Task prompt:
Put each line of the material below into a numbered list, leaving out blank lines and any pictures.

== == ==

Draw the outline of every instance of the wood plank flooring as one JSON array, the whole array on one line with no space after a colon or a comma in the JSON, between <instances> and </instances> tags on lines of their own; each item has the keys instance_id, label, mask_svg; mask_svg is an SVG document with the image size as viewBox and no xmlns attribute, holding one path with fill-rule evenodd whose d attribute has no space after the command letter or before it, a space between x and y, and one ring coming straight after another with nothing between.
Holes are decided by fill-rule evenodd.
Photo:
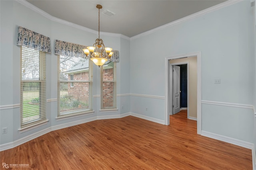
<instances>
[{"instance_id":1,"label":"wood plank flooring","mask_svg":"<svg viewBox=\"0 0 256 170\"><path fill-rule=\"evenodd\" d=\"M252 170L250 150L196 134L186 112L166 126L131 116L56 130L0 152L40 170Z\"/></svg>"}]
</instances>

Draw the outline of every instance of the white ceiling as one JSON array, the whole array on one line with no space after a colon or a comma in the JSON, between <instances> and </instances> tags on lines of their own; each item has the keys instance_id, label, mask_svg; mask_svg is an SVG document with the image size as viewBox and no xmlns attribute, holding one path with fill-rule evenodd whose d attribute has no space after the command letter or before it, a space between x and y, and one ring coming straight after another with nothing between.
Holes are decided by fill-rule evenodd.
<instances>
[{"instance_id":1,"label":"white ceiling","mask_svg":"<svg viewBox=\"0 0 256 170\"><path fill-rule=\"evenodd\" d=\"M198 12L225 0L26 0L57 18L98 31L132 37ZM108 10L116 15L110 17L102 13Z\"/></svg>"}]
</instances>

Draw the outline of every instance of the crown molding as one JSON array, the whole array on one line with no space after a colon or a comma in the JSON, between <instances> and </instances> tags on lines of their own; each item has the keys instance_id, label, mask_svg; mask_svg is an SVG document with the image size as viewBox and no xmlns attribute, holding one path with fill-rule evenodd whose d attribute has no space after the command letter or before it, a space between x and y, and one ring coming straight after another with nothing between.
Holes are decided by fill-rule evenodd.
<instances>
[{"instance_id":1,"label":"crown molding","mask_svg":"<svg viewBox=\"0 0 256 170\"><path fill-rule=\"evenodd\" d=\"M78 25L76 24L75 23L72 23L71 22L68 22L68 21L65 21L59 18L58 18L56 17L53 17L48 13L45 12L44 11L38 8L36 6L34 6L34 5L26 1L25 0L16 0L20 4L24 5L27 8L28 8L31 10L36 12L37 12L38 13L42 15L42 16L52 21L59 22L60 23L70 26L71 27L72 27L74 28L76 28L95 34L98 34L98 31L97 31L90 29L86 27L83 27L82 26L79 25ZM220 9L222 9L223 8L230 6L231 5L233 5L242 1L243 0L229 0L221 4L220 4L213 7L206 9L204 10L203 10L202 11L200 11L196 13L193 14L190 16L183 18L179 20L174 21L173 22L170 22L163 25L160 26L157 28L132 37L130 38L121 34L107 33L106 32L101 32L101 34L102 35L110 36L112 37L119 37L129 40L132 40L133 39L136 39L146 35L152 34L157 31L189 20L193 18L196 18L198 17L202 16L206 14L208 14L210 12L215 11Z\"/></svg>"},{"instance_id":2,"label":"crown molding","mask_svg":"<svg viewBox=\"0 0 256 170\"><path fill-rule=\"evenodd\" d=\"M241 1L243 1L243 0L228 0L227 1L226 1L222 3L216 5L215 6L210 7L202 11L199 11L196 13L193 14L190 16L187 16L179 20L175 20L173 22L170 22L170 23L167 23L163 25L160 26L154 29L152 29L146 32L144 32L140 34L138 34L130 38L131 40L136 39L137 38L149 35L155 32L158 31L161 29L171 27L178 23L181 23L183 22L185 22L187 21L192 20L192 19L197 18L200 16L205 15L206 14L216 11L220 9L226 7L233 5L233 4L236 4L238 2L239 2Z\"/></svg>"},{"instance_id":3,"label":"crown molding","mask_svg":"<svg viewBox=\"0 0 256 170\"><path fill-rule=\"evenodd\" d=\"M71 27L74 27L74 28L77 28L83 31L86 31L88 32L89 33L92 33L94 34L98 35L98 31L95 31L93 29L90 29L90 28L88 28L85 27L83 27L82 26L79 25L72 23L72 22L70 22L52 16L49 14L45 12L40 9L38 8L37 7L34 6L25 0L16 0L16 1L19 2L19 3L29 8L30 10L34 11L36 12L39 14L40 14L42 15L42 16L44 16L46 18L48 18L52 21L58 22L59 23L66 25L68 26L70 26ZM112 37L119 37L125 39L127 39L129 40L130 40L130 38L129 37L120 34L107 33L105 32L101 32L100 34L104 35L110 36Z\"/></svg>"}]
</instances>

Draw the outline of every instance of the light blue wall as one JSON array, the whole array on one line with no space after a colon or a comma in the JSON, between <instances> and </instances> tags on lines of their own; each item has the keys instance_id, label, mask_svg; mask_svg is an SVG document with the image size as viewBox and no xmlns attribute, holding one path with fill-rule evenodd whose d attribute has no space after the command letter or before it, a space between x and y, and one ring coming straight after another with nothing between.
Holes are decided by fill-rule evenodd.
<instances>
[{"instance_id":1,"label":"light blue wall","mask_svg":"<svg viewBox=\"0 0 256 170\"><path fill-rule=\"evenodd\" d=\"M242 1L132 39L131 93L164 96L165 58L201 51L202 100L254 105L253 8ZM132 96L131 111L164 120L164 100L146 98ZM202 107L202 130L253 143L252 109Z\"/></svg>"},{"instance_id":2,"label":"light blue wall","mask_svg":"<svg viewBox=\"0 0 256 170\"><path fill-rule=\"evenodd\" d=\"M20 108L0 110L0 129L7 127L8 133L0 134L0 144L11 143L22 138L38 133L46 128L60 125L64 123L80 120L98 116L120 115L120 103L124 101L130 102L127 96L118 97L117 99L118 110L116 111L101 112L100 108L100 68L94 64L94 98L93 114L83 115L78 117L70 118L59 120L57 117L57 56L54 54L56 39L73 43L89 45L98 38L96 33L92 33L74 27L53 21L38 13L29 9L16 1L0 1L1 44L0 58L0 106L13 106L20 103L20 46L16 45L18 27L21 26L51 39L52 53L46 54L46 98L54 101L47 104L47 117L49 120L46 125L26 132L20 133L18 129L20 127ZM130 41L121 38L118 35L101 35L104 43L118 50L122 54L122 59L117 63L117 94L120 96L123 92L126 93L130 89L128 83L121 82L121 78L127 76L130 72L129 50L124 48L130 45ZM122 41L122 43L121 43ZM122 45L122 49L121 46ZM129 47L128 49L129 49ZM123 50L122 51L122 50ZM126 64L122 63L127 62ZM127 81L129 81L129 79ZM124 82L125 82L125 81ZM129 92L129 90L128 92ZM122 96L122 95L121 95ZM55 101L54 101L55 100ZM129 102L127 104L130 105ZM129 112L128 105L125 111Z\"/></svg>"},{"instance_id":3,"label":"light blue wall","mask_svg":"<svg viewBox=\"0 0 256 170\"><path fill-rule=\"evenodd\" d=\"M18 26L51 38L52 53L46 55L47 99L54 100L57 96L55 40L88 45L97 35L52 21L16 1L0 1L0 106L20 103L20 47L16 45ZM48 123L20 133L20 107L0 110L0 129L8 128L7 134L0 133L0 145L96 116L131 112L164 121L165 59L188 53L202 52L202 100L254 105L254 12L250 1L244 1L130 41L122 36L101 35L106 45L120 53L118 110L99 111L100 69L94 66L94 114L57 121L57 102L48 102ZM214 84L216 78L221 79L221 84ZM253 143L252 114L248 109L203 104L202 130Z\"/></svg>"}]
</instances>

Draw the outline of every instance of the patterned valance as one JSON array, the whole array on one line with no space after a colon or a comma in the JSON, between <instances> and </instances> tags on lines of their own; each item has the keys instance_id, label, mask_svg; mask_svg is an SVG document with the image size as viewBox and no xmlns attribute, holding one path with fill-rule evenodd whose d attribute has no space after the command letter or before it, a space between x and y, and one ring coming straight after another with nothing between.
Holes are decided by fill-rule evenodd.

== == ==

Solution:
1. Draw the outline of every instance of the wood plank flooring as one JSON array, the whole array on one line with no space after a colon or a comma in the JSON, between <instances> and </instances> tags on lines of their own; each item has the keys instance_id, label, mask_svg; mask_svg is an SVG document with the image size as viewBox and no xmlns attribute, holding one path with fill-rule evenodd whose d attribute has no space after the command letter or before it, a space between x and y, and one ring coming straight after another with nothing between.
2. Holes are decided by fill-rule evenodd.
3. Photo:
4. <instances>
5. [{"instance_id":1,"label":"wood plank flooring","mask_svg":"<svg viewBox=\"0 0 256 170\"><path fill-rule=\"evenodd\" d=\"M252 170L250 150L196 134L186 112L166 126L131 116L56 130L0 152L40 170Z\"/></svg>"}]
6. </instances>
7. Draw the outline of every instance of the white ceiling as one JSON array, the whole array on one line with no space after a colon or a comma in the JSON, between <instances> and </instances> tags on lines of their own; each item has the keys instance_id, label, mask_svg; mask_svg is an SVG document with the image size as viewBox and no xmlns attribute, holding one path with fill-rule evenodd whose d attribute has no space after the command letter or before it, a space between x and y, and one ring coming straight after another with nothing between.
8. Holes are decided by fill-rule evenodd.
9. <instances>
10. [{"instance_id":1,"label":"white ceiling","mask_svg":"<svg viewBox=\"0 0 256 170\"><path fill-rule=\"evenodd\" d=\"M198 12L225 0L26 0L57 18L98 31L132 37ZM108 10L116 15L110 17L102 13Z\"/></svg>"}]
11. </instances>
12. Draw the outline of every instance of the crown molding as one JSON array, the whole array on one line with no space after a colon or a comma in the JSON, between <instances> and </instances> tags on lines of their own; each item has the keys instance_id, label, mask_svg; mask_svg is an SVG document with the image size as viewBox and no xmlns attribute, holding one path with fill-rule evenodd whose d attribute has no space after the command letter or before it, a space between x and y, and one ring coming straight after another with nothing between.
13. Holes are decided by fill-rule evenodd.
14. <instances>
15. [{"instance_id":1,"label":"crown molding","mask_svg":"<svg viewBox=\"0 0 256 170\"><path fill-rule=\"evenodd\" d=\"M78 25L76 24L75 23L72 23L71 22L68 22L68 21L65 21L59 18L58 18L56 17L53 17L48 13L45 12L44 11L38 8L36 6L34 6L34 5L26 1L25 0L16 0L20 4L24 5L27 8L28 8L31 10L36 12L37 12L38 13L42 15L42 16L52 21L59 22L60 23L70 26L71 27L72 27L74 28L76 28L95 34L98 34L98 31L97 31L90 29L86 27L83 27L82 26L79 25ZM220 9L222 9L223 8L230 6L231 5L233 5L242 1L243 0L229 0L221 4L220 4L213 7L206 9L204 10L203 10L202 11L200 11L196 13L193 14L190 16L183 18L179 20L174 21L173 22L170 22L163 25L160 26L157 28L132 37L130 38L121 34L107 33L106 32L101 32L101 34L102 35L110 36L112 37L119 37L129 40L132 40L133 39L136 39L146 35L152 34L157 31L189 20L193 18L196 18L198 17L202 16L206 14L208 14L210 12L215 11Z\"/></svg>"},{"instance_id":2,"label":"crown molding","mask_svg":"<svg viewBox=\"0 0 256 170\"><path fill-rule=\"evenodd\" d=\"M241 1L243 1L243 0L228 0L227 1L226 1L222 3L216 5L215 6L210 7L202 11L199 11L196 13L193 14L190 16L187 16L179 20L175 20L173 22L170 22L170 23L167 23L163 25L160 26L154 29L152 29L146 32L144 32L140 34L138 34L130 38L131 40L136 39L137 38L149 35L155 32L158 31L161 29L171 27L178 23L181 23L183 22L185 22L187 21L192 20L192 19L197 18L200 16L205 15L206 14L216 11L220 9L226 7L233 5L233 4L236 4L238 2L239 2Z\"/></svg>"},{"instance_id":3,"label":"crown molding","mask_svg":"<svg viewBox=\"0 0 256 170\"><path fill-rule=\"evenodd\" d=\"M71 27L74 27L74 28L77 28L83 31L86 31L88 32L89 33L92 33L94 34L98 35L98 31L95 31L93 29L90 29L90 28L88 28L85 27L83 27L82 26L79 25L72 23L72 22L70 22L52 16L49 14L45 12L40 9L38 8L37 7L34 6L25 0L16 0L16 1L19 2L19 3L29 8L30 10L34 11L36 12L39 14L40 14L42 15L42 16L44 16L46 18L48 18L52 21L58 22L59 23L66 25L68 26L70 26ZM112 37L119 37L125 39L127 39L129 40L130 40L130 38L129 37L120 34L107 33L105 32L101 32L100 34L104 35L110 36Z\"/></svg>"}]
16. </instances>
17. Draw the outline of every instance of the light blue wall as one JSON array, the whole array on one line with no space after a colon or a comma in the JSON, between <instances> and </instances> tags on lines of their own; each item has the keys instance_id, label, mask_svg; mask_svg is an SVG document with the image size as viewBox and no xmlns attribute, holding one path with fill-rule evenodd whose d attribute has no space after the command letter or before it, a space between x and y, and one ring coming straight after another with nothing between.
18. Holes are decided by fill-rule evenodd.
19. <instances>
20. [{"instance_id":1,"label":"light blue wall","mask_svg":"<svg viewBox=\"0 0 256 170\"><path fill-rule=\"evenodd\" d=\"M242 1L132 39L131 93L164 96L165 58L201 51L202 100L254 105L253 8ZM132 96L131 111L164 120L164 100L146 98ZM202 107L202 130L253 143L252 109Z\"/></svg>"},{"instance_id":2,"label":"light blue wall","mask_svg":"<svg viewBox=\"0 0 256 170\"><path fill-rule=\"evenodd\" d=\"M20 108L0 110L0 129L7 127L8 133L0 134L0 144L11 143L22 138L38 133L46 128L60 125L64 123L80 120L98 116L120 115L120 103L124 101L130 102L127 96L118 97L117 99L118 110L116 111L101 112L100 108L100 68L94 64L94 98L93 114L83 115L78 117L70 118L59 120L57 117L57 56L54 54L56 39L73 43L89 45L98 38L96 33L92 33L74 27L53 21L38 13L29 9L16 1L0 1L1 44L0 58L0 106L13 106L20 103L20 46L16 45L18 27L21 26L51 39L52 53L46 54L46 98L54 101L47 104L47 117L49 120L46 125L26 132L20 133L18 129L20 127ZM130 41L121 38L118 35L101 35L104 43L118 50L122 54L122 59L117 63L117 94L120 96L123 92L126 93L130 89L128 83L121 82L121 78L127 76L130 72L129 50L124 48L130 45ZM122 41L122 43L121 43ZM122 45L122 49L121 46ZM129 47L128 49L129 49ZM123 50L122 51L122 50ZM126 64L122 63L127 62ZM127 81L129 81L129 79ZM124 82L125 82L125 81ZM129 92L129 90L128 92ZM122 96L122 95L121 95ZM55 101L54 101L55 100ZM129 102L127 104L130 105ZM129 112L128 105L125 111Z\"/></svg>"},{"instance_id":3,"label":"light blue wall","mask_svg":"<svg viewBox=\"0 0 256 170\"><path fill-rule=\"evenodd\" d=\"M18 26L51 38L52 53L46 55L47 99L54 100L57 96L55 40L88 45L97 35L52 21L16 1L0 1L0 106L20 103L20 47L16 45ZM48 123L20 133L20 107L0 110L0 129L8 128L7 134L0 133L0 145L96 116L131 112L164 121L165 59L188 53L202 52L202 100L254 105L254 12L250 1L244 1L130 41L122 36L101 35L106 45L120 53L118 110L99 111L100 69L94 66L94 114L57 121L57 102L48 102ZM214 84L216 78L221 79L221 84ZM253 143L252 114L248 109L203 104L202 130Z\"/></svg>"}]
21. </instances>
22. Draw the outline of every instance of the patterned valance as one JSON array, the whole array on one line with no space after a colon or a comma in the JSON, between <instances> and </instances> tags on lines of their own; each item has the keys instance_id, label, mask_svg; mask_svg is an SVG document with the image size as viewBox and no xmlns attribute, holding one path with fill-rule evenodd whose d attribute has no space after the command letter or before it, a space between x and y, and one ring coming straight after another with nothing between.
23. Holes are decided by fill-rule evenodd.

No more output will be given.